Filter the lines below, keeping only those that contain the word "green", and copy each one out.

Items from a labeling collection:
* * * * * * * * *
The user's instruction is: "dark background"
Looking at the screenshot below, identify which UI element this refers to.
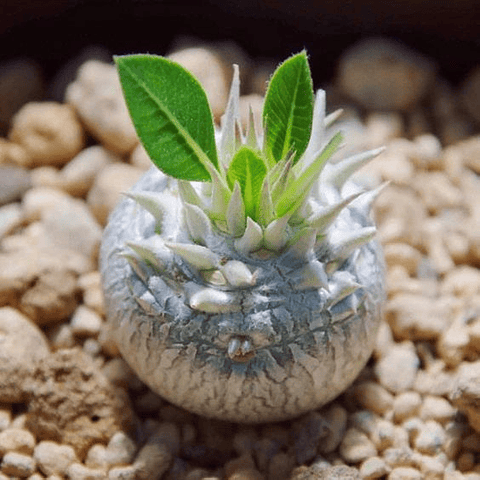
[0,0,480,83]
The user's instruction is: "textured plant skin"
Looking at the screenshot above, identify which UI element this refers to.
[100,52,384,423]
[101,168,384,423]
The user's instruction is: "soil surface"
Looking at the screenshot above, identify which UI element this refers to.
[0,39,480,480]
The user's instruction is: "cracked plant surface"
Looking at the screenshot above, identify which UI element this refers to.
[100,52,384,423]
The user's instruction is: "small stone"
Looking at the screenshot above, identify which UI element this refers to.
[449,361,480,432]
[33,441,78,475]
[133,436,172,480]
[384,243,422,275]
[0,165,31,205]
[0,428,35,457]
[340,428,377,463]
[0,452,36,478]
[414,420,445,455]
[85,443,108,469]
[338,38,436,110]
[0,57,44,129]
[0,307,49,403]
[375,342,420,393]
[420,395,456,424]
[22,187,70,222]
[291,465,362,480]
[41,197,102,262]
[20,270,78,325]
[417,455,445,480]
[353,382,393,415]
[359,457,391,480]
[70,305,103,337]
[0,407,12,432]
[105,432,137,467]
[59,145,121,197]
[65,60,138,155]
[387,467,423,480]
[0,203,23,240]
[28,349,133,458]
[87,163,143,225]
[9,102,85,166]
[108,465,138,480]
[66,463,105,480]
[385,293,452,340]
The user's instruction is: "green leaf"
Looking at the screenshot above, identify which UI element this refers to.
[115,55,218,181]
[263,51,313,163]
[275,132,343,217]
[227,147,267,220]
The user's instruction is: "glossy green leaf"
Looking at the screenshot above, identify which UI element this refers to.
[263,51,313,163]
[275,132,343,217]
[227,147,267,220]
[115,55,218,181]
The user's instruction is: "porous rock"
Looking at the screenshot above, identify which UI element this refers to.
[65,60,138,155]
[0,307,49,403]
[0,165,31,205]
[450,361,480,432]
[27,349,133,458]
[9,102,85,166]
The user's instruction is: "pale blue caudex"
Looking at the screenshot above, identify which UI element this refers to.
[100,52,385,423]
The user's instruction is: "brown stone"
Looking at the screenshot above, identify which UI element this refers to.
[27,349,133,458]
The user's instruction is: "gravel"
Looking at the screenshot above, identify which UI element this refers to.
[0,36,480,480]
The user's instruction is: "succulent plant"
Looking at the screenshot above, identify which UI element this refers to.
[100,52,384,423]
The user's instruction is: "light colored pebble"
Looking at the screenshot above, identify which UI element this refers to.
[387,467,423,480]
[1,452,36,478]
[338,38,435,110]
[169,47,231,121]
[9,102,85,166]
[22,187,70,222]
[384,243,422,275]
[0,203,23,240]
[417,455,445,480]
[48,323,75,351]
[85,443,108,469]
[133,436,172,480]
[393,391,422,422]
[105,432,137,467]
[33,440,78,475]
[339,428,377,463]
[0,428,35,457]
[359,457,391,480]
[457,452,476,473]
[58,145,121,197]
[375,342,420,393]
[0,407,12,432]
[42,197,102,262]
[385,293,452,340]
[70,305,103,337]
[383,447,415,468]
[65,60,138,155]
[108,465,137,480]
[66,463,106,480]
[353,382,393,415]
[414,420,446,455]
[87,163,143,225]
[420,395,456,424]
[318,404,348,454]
* * * * * * * * *
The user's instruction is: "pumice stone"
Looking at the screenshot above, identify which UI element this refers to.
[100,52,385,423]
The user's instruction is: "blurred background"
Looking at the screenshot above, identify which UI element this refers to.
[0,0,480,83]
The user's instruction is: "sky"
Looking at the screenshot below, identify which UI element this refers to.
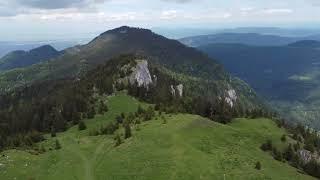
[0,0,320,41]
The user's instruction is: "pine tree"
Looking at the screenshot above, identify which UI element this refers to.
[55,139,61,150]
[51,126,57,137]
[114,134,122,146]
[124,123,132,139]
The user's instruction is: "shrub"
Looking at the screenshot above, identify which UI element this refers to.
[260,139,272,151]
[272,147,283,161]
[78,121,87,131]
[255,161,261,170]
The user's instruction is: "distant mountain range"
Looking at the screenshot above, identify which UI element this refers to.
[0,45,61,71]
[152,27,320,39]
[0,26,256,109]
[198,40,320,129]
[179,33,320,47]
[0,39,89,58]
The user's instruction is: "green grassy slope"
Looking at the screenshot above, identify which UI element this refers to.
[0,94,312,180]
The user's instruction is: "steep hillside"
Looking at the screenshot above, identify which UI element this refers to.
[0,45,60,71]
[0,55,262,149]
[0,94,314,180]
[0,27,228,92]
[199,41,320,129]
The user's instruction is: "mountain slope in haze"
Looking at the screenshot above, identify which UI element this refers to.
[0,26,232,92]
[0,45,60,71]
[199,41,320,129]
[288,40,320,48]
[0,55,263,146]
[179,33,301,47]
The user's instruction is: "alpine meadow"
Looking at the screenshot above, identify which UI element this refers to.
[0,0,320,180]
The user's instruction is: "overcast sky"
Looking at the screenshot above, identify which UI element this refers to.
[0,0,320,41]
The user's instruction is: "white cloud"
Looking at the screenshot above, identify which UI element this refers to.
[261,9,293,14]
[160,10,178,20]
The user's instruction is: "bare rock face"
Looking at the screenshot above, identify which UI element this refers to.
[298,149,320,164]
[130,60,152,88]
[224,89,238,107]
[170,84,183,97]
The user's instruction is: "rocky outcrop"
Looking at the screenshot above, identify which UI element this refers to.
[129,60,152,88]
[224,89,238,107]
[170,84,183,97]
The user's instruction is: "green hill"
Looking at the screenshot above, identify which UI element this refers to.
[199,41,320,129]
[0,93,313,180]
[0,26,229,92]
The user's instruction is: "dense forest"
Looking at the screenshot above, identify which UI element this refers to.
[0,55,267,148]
* * * * * * * * *
Exercise solution:
The user's instruction is: "green leaf"
The user's instruction is: "glossy green leaf"
The user's instruction is: "green grassy slope"
The user's instruction is: "green hill"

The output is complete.